* Extract *

──────────────────────────────

The Four Assumptions of Apostolic Spirituality

          Let us turn our attention to the notion of the four basic assumptions of apostolic spirituality. To some people the spiritual life is "the life that you live about three feet above one's head and maybe a little to the left." They see it as an airy, nebulous, diaphanous thing. On the contrary, the spiritual life is the life in this head and in these hands and in this heart with feet planted securely on the ground. 

          Not all the assumptions of apostolic spirituality would necessarily be shared by the monastic groups or the psychological-contemplative groups. They are assumptions that characterize apostolic spirituality as articulated by St. Ignatius Loyola and other saints like him.

──────────────────────────────

* Instruction A *
Answer these questions from the passage on apostolic spirituality:
(i) According to some people, where is the spiritual life lived?
(ii) Which saint is named as having articulated apostolic spirituality?
(iii) Which two kinds of groups might not share the assumptions of apostolic spirituality?
The passage on apostolic spirituality and the entries have no connection to each other.

Point-labeling examples:
──────────────────────────────

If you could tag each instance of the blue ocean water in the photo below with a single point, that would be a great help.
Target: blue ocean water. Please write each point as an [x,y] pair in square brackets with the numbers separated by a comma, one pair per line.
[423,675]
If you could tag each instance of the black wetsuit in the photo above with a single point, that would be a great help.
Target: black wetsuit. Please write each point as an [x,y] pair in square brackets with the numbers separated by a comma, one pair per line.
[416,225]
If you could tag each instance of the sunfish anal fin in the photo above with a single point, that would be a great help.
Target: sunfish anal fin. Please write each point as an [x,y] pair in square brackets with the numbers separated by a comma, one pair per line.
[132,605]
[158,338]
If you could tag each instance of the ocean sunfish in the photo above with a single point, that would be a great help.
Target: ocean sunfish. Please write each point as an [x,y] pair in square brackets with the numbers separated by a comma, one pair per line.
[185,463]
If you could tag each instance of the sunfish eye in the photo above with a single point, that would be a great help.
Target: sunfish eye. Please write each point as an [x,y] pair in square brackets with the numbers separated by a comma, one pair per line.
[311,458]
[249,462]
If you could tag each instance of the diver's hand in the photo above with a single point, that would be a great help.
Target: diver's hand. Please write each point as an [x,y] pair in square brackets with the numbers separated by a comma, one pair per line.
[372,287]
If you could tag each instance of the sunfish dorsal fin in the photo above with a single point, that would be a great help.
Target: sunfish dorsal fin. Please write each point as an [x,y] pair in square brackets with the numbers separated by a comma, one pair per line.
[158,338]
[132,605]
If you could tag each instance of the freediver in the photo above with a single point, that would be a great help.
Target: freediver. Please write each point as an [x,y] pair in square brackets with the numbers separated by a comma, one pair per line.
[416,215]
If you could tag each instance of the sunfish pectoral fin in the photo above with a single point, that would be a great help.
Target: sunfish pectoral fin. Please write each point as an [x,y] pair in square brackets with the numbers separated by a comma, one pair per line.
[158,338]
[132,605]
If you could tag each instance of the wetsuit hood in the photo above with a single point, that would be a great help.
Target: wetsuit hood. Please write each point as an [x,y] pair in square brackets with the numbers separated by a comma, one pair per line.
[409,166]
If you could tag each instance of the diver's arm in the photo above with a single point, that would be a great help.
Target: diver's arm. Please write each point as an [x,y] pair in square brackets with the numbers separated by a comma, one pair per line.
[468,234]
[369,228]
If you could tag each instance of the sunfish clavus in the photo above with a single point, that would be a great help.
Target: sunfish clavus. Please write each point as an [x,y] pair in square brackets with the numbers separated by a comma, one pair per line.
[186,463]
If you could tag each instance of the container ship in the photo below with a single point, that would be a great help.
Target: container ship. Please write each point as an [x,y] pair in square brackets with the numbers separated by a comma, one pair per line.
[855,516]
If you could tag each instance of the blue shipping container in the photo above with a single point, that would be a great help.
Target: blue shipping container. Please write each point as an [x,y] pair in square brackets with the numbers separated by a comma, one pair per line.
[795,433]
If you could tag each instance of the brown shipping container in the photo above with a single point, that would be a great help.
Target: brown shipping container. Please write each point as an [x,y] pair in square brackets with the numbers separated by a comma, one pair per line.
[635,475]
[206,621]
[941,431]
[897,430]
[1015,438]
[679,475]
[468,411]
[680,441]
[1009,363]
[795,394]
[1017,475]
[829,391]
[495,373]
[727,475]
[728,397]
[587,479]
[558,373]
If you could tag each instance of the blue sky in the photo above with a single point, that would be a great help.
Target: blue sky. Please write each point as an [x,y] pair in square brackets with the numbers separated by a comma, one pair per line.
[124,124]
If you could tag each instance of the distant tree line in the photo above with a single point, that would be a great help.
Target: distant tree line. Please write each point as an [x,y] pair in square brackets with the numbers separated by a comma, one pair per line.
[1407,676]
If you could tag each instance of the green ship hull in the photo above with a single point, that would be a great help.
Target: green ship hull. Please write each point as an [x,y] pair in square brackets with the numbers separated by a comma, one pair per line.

──────────────────────────────

* Instruction B *
Select each line of the entries above that contains the word "dorsal".

* Task response A *
(i) About three feet above one's head and maybe a little to the left.
(ii) St. Ignatius Loyola.
(iii) The monastic groups and the psychological-contemplative groups.

* Task response B *
If you could tag each instance of the sunfish dorsal fin in the photo above with a single point, that would be a great help.
Target: sunfish dorsal fin. Please write each point as an [x,y] pair in square brackets with the numbers separated by a comma, one pair per line.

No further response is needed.